→ **Text excerpt**:
┄┄┄┄┄┄
# REAL US sixer pics- From USGP



## PropellerHead (Jan 3, 2002)

Saw these parked outside our hotel, yesterday and had to get some pics. The BMW Williams team is staying in the same place- including JPM whom we saw last night as he exited a 745 with his GF (wife?) and what looked to be his parents. Of course, he was driving.
The sticker: (no price)








The front:








Look at the size of these calipers:








It really does look good- better than in pics: 








More frontal:








Lights:








And the best one: two bangle buttocks:









Tomorrow- it's to the track early- catch you guys later!


----------



## WILLIA///M (Apr 15, 2002)

I'm not feeling those wheels on the 6.


----------



## FrenchBoy (Apr 16, 2002)

Great catch!

Although I have to agree with Topaz330xi, these wheels are not doing it for me either.

FrenchBoy


----------



## PhilH (Jun 7, 2002)

Seeing JPM and family getting out of a 745i? How cool is that?


----------



## Jetfire (Jun 20, 2002)

DANGIT! I *SO* wanted to hit the USGP this year. Sounds like you're having a great time so far.

I like the way that 6 looks. :thumbup: Looks great in that color.

Ah well...there's always next year, but it's going to be much warmer in Indy in June.


----------



## WILLIA///M (Apr 15, 2002)

Forget the six. What we really want are pictures of Connie.


----------



## Bruce128iC (Feb 16, 2003)

I love the look of this car. Wish I could afford one. Are there any pictures yet of the convertible version? :dunno:


----------



## The Roadstergal (Sep 7, 2002)

Sexy.


----------



## SergioK (Aug 14, 2002)
┄┄┄┄┄┄
→ **Records provided**:
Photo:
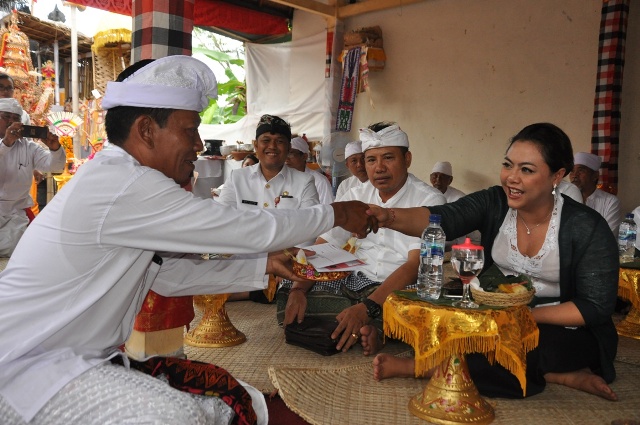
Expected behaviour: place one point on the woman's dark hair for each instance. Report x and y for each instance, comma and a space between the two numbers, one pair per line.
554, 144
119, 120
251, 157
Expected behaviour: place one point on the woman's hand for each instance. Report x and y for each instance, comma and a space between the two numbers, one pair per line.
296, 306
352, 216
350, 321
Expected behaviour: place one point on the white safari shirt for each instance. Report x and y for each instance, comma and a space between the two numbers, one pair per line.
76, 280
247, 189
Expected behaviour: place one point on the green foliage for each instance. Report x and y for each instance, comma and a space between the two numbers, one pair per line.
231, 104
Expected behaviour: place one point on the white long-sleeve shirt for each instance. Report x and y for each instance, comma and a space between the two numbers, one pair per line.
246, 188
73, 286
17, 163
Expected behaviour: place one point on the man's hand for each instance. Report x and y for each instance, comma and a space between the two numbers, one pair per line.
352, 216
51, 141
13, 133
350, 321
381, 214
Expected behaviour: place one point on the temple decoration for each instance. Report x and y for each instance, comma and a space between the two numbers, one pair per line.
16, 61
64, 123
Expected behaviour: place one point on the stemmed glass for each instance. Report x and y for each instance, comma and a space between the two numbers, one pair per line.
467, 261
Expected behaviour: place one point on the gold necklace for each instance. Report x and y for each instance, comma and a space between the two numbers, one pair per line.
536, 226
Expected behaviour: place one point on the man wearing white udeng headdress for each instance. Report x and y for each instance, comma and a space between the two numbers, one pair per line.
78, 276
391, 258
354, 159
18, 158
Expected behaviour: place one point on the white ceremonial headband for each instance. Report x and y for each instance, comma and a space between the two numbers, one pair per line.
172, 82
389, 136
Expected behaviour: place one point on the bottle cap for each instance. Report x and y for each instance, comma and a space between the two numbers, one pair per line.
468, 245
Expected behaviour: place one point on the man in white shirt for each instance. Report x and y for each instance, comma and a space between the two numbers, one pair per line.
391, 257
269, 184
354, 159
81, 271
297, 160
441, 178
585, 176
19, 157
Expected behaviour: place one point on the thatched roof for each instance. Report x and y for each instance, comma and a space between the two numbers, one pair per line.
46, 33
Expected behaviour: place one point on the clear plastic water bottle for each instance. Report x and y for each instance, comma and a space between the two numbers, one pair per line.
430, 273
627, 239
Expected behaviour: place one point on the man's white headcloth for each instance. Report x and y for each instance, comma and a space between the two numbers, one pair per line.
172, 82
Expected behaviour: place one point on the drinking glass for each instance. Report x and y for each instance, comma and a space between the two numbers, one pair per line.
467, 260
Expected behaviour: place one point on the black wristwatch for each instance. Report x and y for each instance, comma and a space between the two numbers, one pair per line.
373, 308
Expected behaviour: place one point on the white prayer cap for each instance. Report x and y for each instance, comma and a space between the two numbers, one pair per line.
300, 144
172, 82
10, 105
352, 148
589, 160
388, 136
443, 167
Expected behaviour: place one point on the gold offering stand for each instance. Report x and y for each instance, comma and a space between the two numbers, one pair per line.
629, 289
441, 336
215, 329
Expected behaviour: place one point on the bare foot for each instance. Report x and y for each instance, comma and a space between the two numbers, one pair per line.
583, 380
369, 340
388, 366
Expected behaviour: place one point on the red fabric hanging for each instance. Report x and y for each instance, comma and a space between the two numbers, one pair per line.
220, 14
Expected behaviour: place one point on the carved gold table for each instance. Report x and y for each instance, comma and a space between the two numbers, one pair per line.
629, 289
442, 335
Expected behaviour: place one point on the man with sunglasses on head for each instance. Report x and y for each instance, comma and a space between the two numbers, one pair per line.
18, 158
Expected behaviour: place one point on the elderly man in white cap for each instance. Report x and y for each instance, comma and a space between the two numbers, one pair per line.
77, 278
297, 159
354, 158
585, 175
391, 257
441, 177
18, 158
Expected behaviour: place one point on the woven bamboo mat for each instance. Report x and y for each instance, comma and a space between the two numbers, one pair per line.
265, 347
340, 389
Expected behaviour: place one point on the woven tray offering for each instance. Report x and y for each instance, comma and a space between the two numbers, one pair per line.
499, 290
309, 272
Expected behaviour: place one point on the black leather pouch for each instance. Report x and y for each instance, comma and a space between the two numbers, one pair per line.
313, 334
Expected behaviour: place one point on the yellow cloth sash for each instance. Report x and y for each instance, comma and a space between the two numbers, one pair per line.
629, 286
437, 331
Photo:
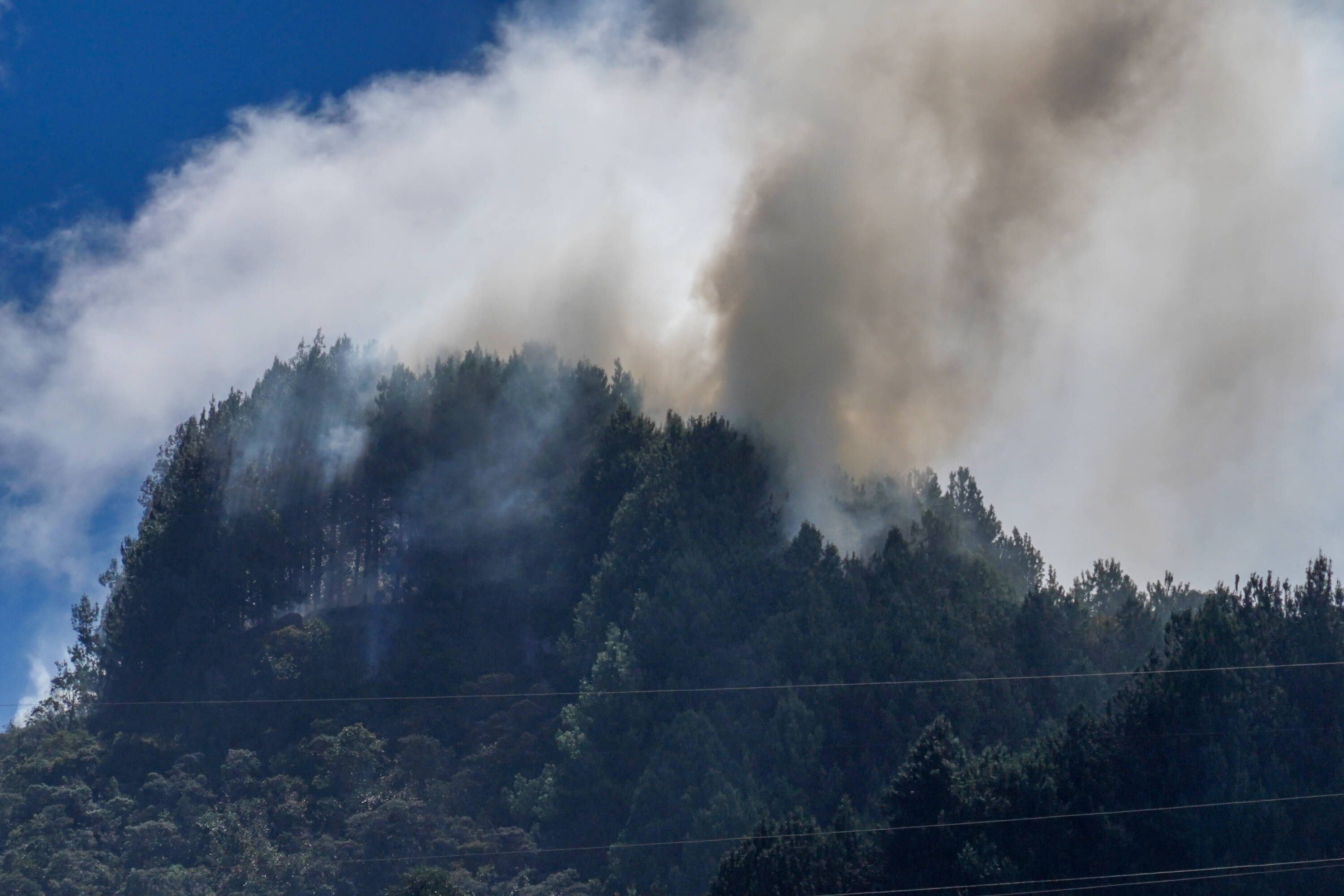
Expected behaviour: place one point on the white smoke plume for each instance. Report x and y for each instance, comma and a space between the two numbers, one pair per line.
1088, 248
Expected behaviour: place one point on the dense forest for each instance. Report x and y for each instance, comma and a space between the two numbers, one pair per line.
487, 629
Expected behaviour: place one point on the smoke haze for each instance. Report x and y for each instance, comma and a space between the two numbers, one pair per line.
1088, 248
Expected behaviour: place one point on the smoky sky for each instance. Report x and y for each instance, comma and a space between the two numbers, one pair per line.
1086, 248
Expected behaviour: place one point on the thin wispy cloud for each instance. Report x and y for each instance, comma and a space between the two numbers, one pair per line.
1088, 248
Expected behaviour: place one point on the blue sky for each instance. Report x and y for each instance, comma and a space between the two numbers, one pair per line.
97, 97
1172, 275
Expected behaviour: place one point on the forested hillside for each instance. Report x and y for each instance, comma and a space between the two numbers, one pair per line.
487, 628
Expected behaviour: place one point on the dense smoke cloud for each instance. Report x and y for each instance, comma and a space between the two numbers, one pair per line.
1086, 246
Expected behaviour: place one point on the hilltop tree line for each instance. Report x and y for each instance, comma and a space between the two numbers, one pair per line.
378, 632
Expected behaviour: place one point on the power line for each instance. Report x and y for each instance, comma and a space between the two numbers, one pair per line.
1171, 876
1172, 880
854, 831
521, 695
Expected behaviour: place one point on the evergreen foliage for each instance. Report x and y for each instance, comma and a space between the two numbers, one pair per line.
┄┄┄┄┄┄
→ **Exercise requirements**:
1) Report every line of the listing that contains the word "offering".
2) Extend the forum thread about car photos taken at the USGP, picking up after its final line.

→ **Exercise responses**:
1)
Expected behaviour: place one point on the gold offering stand for each instance. Report x and y for each instance, comma and a space between the two numbers, one pair per line.
Expected behaviour: place one point on the woven tray offering for each instance. Report x and y for each instance, comma and a space between the two numbers, one pair per line.

2)
I wonder how she handles compared to the E46. :dunno:


----------



## Plaz (Dec 19, 2001)

Plaz likes.

Agree on those wheels, though.


----------



## PropellerHead (Jan 3, 2002)

Sorry about the watermarks, fellas, I just noiticed that folks were assiging credit to the wrong place and I posted these pics in the sixer forum at the 'fest for a reason.

Werd....


----------



## GimpyMcFarlan (Aug 13, 2002)

sergiok said:


> I wonder how she handles compared to the E46. :dunno:


I'm sure Connie handles much better than an E46. Oops... That is not what you were asking was it. :angel:

I didn't have an opportunity to snap a pic of Connie this year. But here are a few pictures of Spoonface (Sorry Hack, I had to steal that name!) that I took from about 4 feet away.


----------



## Sean (Dec 22, 2001)

I don't mind the new 6er that much. It's not my favorite. I'll hold my final opinon until I see one in the flash.


----------



## simsimmer (Oct 2, 2003)

Anybody know if they are in the dealers for "display" purposes yet?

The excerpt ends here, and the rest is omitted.